======== Given records

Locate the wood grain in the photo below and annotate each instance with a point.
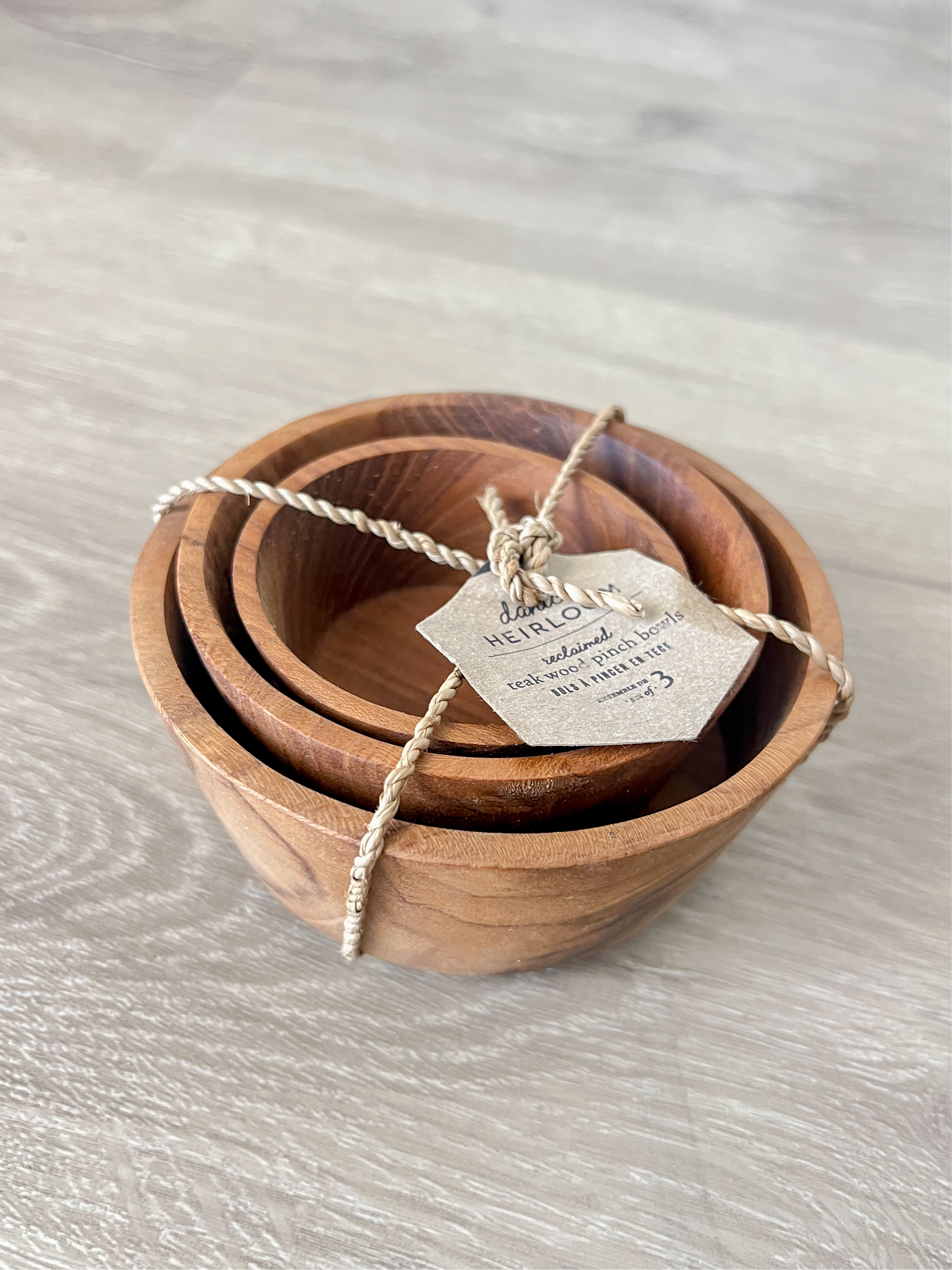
(450, 789)
(728, 218)
(315, 599)
(475, 902)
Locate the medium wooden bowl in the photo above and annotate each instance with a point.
(465, 902)
(449, 789)
(334, 613)
(721, 553)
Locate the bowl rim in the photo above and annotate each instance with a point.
(324, 695)
(734, 799)
(285, 450)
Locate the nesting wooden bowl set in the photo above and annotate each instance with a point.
(281, 651)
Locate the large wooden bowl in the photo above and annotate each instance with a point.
(334, 613)
(449, 789)
(465, 902)
(719, 548)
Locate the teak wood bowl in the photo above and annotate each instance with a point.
(449, 789)
(468, 902)
(721, 553)
(334, 613)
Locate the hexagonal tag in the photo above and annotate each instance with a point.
(565, 676)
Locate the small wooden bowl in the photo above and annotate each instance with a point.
(470, 902)
(334, 613)
(449, 789)
(446, 789)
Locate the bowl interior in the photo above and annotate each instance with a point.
(346, 605)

================

### Work item
Output the data exactly as it is, with the pictures dropped.

### Exercise answer
Locate the wood grain in the photo below and annotate each instance with a point.
(450, 789)
(728, 218)
(315, 599)
(475, 902)
Locate the medium wooden bowl in the photo above and annotate each instance with a point.
(465, 902)
(449, 789)
(334, 613)
(721, 553)
Locate the bowl rim in the photo above and annotate each instance with a point.
(324, 695)
(734, 799)
(285, 450)
Locate the nesting wooden bowl set in the photo above and annotate each instance with a point.
(281, 651)
Locate the large wooden bowl in the photo above and annotate each instance with a point.
(334, 613)
(449, 789)
(465, 902)
(719, 548)
Locate the teak wood bowl in the photo above and annotate each instance with a point.
(449, 789)
(468, 902)
(721, 553)
(334, 613)
Locate the hexagonal tag in the photo above and annotate each instance with a point.
(565, 676)
Locate the small wooden bowl in the photo above and annotate each instance with a point.
(470, 902)
(334, 613)
(449, 789)
(446, 789)
Locate the bowl interior in the photo above and annotate each instance with a point.
(346, 605)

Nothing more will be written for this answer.